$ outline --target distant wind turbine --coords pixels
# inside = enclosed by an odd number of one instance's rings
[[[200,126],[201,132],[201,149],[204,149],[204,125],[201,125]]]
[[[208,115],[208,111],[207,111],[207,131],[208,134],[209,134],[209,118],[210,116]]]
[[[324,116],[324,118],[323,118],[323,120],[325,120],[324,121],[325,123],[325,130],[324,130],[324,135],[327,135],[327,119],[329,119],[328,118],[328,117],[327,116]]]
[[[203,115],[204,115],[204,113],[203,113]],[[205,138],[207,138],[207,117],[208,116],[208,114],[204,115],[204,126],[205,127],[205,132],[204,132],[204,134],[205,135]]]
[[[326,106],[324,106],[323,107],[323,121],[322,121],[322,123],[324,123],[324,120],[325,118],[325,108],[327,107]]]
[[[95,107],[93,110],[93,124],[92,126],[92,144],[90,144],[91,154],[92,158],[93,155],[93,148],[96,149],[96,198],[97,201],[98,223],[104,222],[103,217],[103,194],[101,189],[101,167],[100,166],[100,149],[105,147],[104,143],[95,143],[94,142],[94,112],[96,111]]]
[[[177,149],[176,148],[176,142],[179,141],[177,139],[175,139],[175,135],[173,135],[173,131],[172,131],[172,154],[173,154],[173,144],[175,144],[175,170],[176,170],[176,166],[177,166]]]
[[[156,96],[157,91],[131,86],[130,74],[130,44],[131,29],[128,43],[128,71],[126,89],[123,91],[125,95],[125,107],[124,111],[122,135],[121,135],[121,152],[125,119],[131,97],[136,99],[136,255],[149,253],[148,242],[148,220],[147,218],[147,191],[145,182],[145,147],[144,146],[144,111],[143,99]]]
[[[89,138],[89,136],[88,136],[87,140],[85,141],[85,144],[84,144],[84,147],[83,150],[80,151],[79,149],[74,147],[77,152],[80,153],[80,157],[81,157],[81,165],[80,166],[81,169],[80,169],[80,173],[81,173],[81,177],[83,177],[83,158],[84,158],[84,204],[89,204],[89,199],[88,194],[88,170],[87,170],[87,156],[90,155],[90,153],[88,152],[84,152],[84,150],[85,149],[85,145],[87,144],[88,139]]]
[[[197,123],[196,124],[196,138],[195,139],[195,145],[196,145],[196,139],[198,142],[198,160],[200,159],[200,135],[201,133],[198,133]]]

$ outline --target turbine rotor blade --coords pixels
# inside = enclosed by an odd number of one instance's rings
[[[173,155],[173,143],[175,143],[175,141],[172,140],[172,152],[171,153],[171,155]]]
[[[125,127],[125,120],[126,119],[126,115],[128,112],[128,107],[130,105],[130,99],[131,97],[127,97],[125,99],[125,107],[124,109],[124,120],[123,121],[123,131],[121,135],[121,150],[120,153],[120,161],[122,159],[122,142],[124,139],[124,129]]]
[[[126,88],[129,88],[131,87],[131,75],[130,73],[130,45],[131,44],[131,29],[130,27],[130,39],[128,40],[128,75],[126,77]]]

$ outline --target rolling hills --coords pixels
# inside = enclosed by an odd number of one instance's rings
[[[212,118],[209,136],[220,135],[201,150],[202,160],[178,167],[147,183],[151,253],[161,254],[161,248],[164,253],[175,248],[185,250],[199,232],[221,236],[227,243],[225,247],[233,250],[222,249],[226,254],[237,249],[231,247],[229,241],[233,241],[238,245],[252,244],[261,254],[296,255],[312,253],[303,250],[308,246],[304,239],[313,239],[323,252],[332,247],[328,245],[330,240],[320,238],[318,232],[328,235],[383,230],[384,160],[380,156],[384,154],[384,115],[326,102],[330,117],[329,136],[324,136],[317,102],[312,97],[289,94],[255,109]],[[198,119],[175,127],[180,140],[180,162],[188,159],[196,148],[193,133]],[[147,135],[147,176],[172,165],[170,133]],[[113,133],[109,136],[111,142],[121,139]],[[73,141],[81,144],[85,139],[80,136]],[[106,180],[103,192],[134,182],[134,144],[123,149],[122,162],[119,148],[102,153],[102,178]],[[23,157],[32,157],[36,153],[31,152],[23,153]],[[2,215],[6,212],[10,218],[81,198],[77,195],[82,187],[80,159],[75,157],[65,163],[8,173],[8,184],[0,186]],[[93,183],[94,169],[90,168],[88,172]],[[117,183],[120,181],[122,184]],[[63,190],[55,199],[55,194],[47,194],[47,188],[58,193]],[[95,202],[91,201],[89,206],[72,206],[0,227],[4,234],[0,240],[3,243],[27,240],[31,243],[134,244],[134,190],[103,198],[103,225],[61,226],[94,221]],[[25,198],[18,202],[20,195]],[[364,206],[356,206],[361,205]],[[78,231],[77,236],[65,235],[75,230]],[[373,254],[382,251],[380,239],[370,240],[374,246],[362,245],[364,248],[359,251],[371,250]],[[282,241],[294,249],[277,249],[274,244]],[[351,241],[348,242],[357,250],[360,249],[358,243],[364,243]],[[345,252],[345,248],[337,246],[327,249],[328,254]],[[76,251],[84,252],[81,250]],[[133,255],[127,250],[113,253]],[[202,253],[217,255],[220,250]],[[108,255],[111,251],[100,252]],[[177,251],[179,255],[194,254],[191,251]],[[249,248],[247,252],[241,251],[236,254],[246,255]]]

+ + +

Return the entries in full, keeping every line exactly as it is.

■ Result:
$ outline --target distant wind turbine --coords pixels
# inside = enclosed by an odd number of one instance's rings
[[[200,126],[201,132],[201,149],[204,149],[204,125],[201,125]]]
[[[208,115],[208,111],[207,111],[207,131],[208,134],[209,134],[209,118],[210,116]]]
[[[324,116],[324,118],[323,118],[323,120],[325,120],[324,121],[325,123],[325,130],[324,130],[324,135],[327,135],[327,119],[329,119],[328,118],[328,117],[327,116]]]
[[[203,115],[204,115],[204,113],[203,113]],[[205,138],[207,138],[207,117],[208,116],[208,114],[204,115],[204,126],[205,127],[205,132],[204,132],[204,134],[205,135]]]
[[[326,106],[324,106],[323,107],[323,121],[322,121],[322,123],[324,123],[324,120],[325,118],[325,108],[327,107]]]
[[[95,107],[93,110],[93,124],[92,126],[92,144],[90,144],[91,154],[92,158],[93,155],[93,148],[96,149],[96,198],[97,201],[98,223],[104,222],[103,217],[103,194],[101,189],[101,167],[100,166],[100,149],[105,147],[104,143],[95,143],[94,142],[94,112],[96,111]]]
[[[177,149],[176,148],[176,142],[179,141],[177,139],[175,139],[175,135],[173,135],[173,131],[172,131],[172,154],[173,154],[173,144],[175,144],[175,170],[176,170],[176,166],[177,166]]]
[[[156,96],[157,91],[131,86],[130,74],[130,44],[131,29],[128,43],[128,71],[126,89],[123,91],[125,95],[125,107],[124,111],[122,135],[121,135],[121,152],[125,119],[131,97],[136,99],[136,255],[149,253],[148,242],[148,220],[147,218],[147,191],[145,182],[145,147],[144,146],[144,111],[143,99]]]
[[[89,138],[89,136],[88,136],[87,140],[85,141],[85,144],[84,144],[84,147],[83,150],[80,151],[79,149],[74,147],[77,152],[80,153],[80,157],[81,157],[81,165],[80,166],[81,169],[80,169],[80,173],[81,173],[81,177],[83,177],[83,158],[84,158],[84,204],[89,204],[89,199],[88,194],[88,170],[87,170],[87,156],[90,155],[90,153],[88,152],[84,152],[84,150],[85,149],[85,145],[87,144],[88,139]]]
[[[197,123],[196,124],[196,138],[195,139],[195,145],[196,145],[196,139],[198,142],[198,160],[200,159],[200,135],[201,133],[198,133]]]

$ outline --target turbine rotor blade --coords pixels
# inside = enclosed by an odd number of one instance's rings
[[[173,155],[173,143],[175,143],[175,141],[172,140],[172,152],[171,153],[171,155]]]
[[[125,127],[125,120],[126,119],[126,115],[128,112],[128,107],[130,105],[130,99],[131,97],[127,97],[125,99],[125,107],[124,109],[124,120],[123,121],[123,131],[121,135],[121,150],[120,153],[120,161],[122,159],[122,142],[124,139],[124,129]]]
[[[126,88],[129,88],[131,87],[131,75],[130,73],[130,45],[131,44],[131,29],[130,27],[130,39],[128,40],[128,75],[126,77]]]

$ outline --target rolling hills --coords pixels
# inside = enclosed by an odd number of one instance's rings
[[[212,118],[209,136],[220,135],[201,150],[202,160],[178,167],[147,183],[151,253],[161,254],[161,248],[164,253],[175,248],[185,250],[199,232],[221,236],[227,243],[225,247],[233,250],[222,249],[226,254],[237,249],[231,247],[229,241],[233,241],[238,245],[252,244],[261,254],[296,255],[312,253],[303,250],[308,246],[304,239],[313,239],[323,252],[332,247],[328,245],[330,240],[320,238],[318,232],[328,235],[383,230],[384,160],[380,156],[384,154],[384,115],[326,102],[330,117],[329,136],[324,136],[317,102],[312,97],[289,94],[255,109]],[[198,119],[175,127],[180,140],[180,162],[188,159],[196,148],[193,133]],[[147,135],[147,176],[172,165],[170,133]],[[113,133],[109,136],[111,142],[121,139]],[[73,141],[81,144],[85,139],[80,136]],[[106,180],[103,192],[134,182],[134,144],[123,149],[122,162],[119,148],[102,153],[102,178]],[[23,157],[32,157],[36,153],[31,152],[23,153]],[[2,215],[6,212],[10,218],[81,198],[77,195],[82,187],[80,159],[75,157],[65,163],[8,173],[8,184],[0,186]],[[93,183],[94,169],[90,168],[88,172]],[[117,183],[120,181],[122,184]],[[63,190],[55,199],[55,194],[47,194],[47,188],[58,193]],[[95,202],[91,201],[89,206],[72,206],[0,227],[4,234],[0,240],[3,243],[27,240],[31,243],[134,244],[134,190],[103,198],[103,225],[61,226],[94,221]],[[25,198],[18,202],[20,195]],[[364,206],[356,206],[361,205]],[[78,231],[77,236],[65,235],[75,230]],[[373,254],[382,251],[380,239],[370,240],[374,246],[362,245],[364,248],[359,251],[371,250]],[[282,241],[294,249],[277,249],[274,244]],[[351,241],[348,242],[357,250],[360,249],[358,243],[364,243]],[[345,252],[345,248],[337,246],[327,249],[328,254]],[[76,251],[84,252],[81,250]],[[133,255],[127,250],[113,253]],[[202,253],[217,255],[220,250]],[[108,255],[111,251],[100,252]],[[177,251],[179,255],[194,254],[191,251]],[[249,248],[247,252],[241,251],[236,254],[246,255]]]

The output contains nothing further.